▼▼▼
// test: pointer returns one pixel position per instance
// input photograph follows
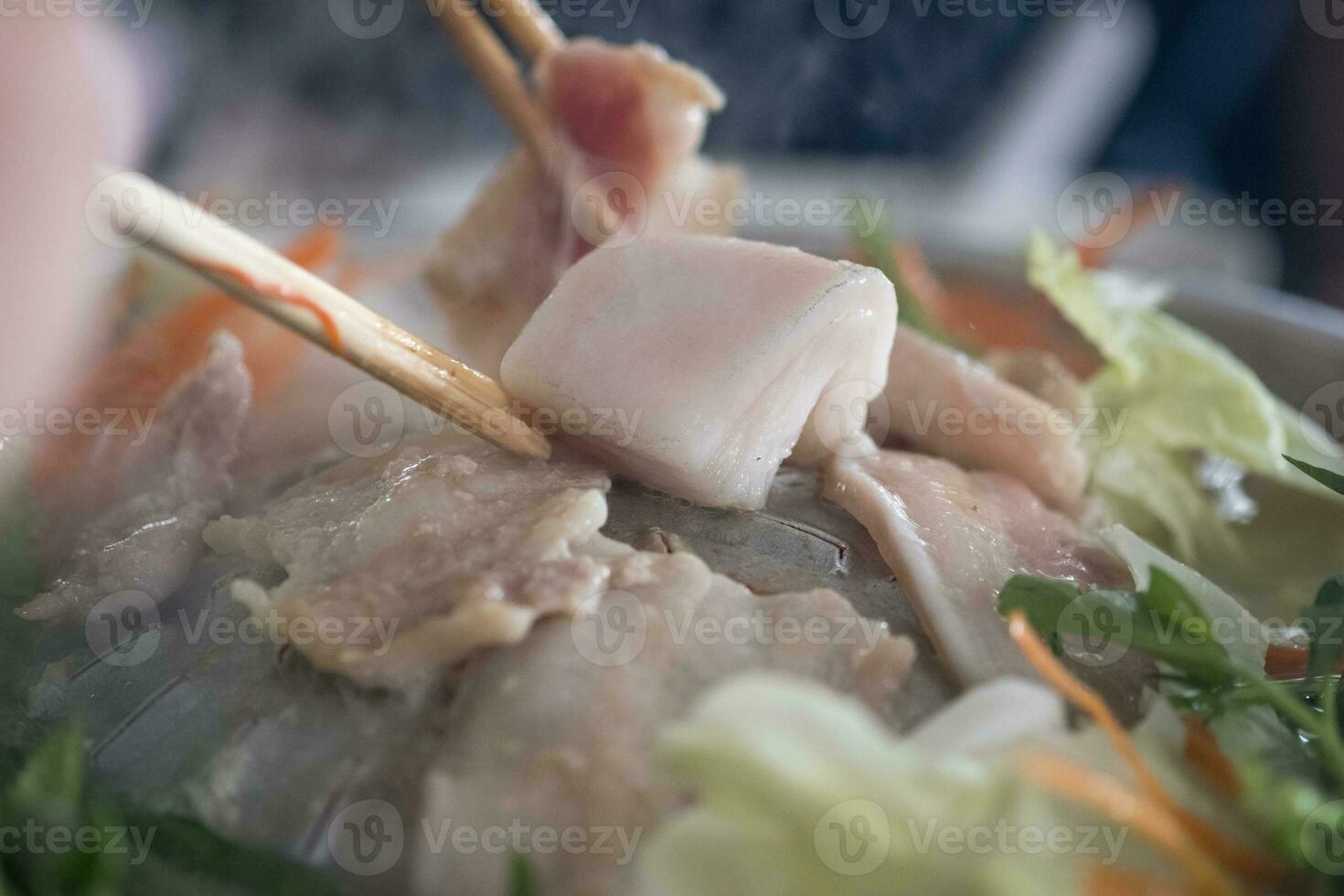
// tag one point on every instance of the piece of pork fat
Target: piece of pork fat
(555, 733)
(403, 564)
(953, 540)
(172, 485)
(946, 403)
(695, 363)
(625, 116)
▲▲▲
#### [The problem]
Only the lines from the one with "the piece of pork fat" through the end of the records above are to be copied, exactly as written.

#### [Exercise answer]
// tag one point on every instance of the piece of pork fat
Target: piece of pork fat
(555, 733)
(403, 564)
(953, 540)
(172, 485)
(946, 403)
(695, 363)
(625, 116)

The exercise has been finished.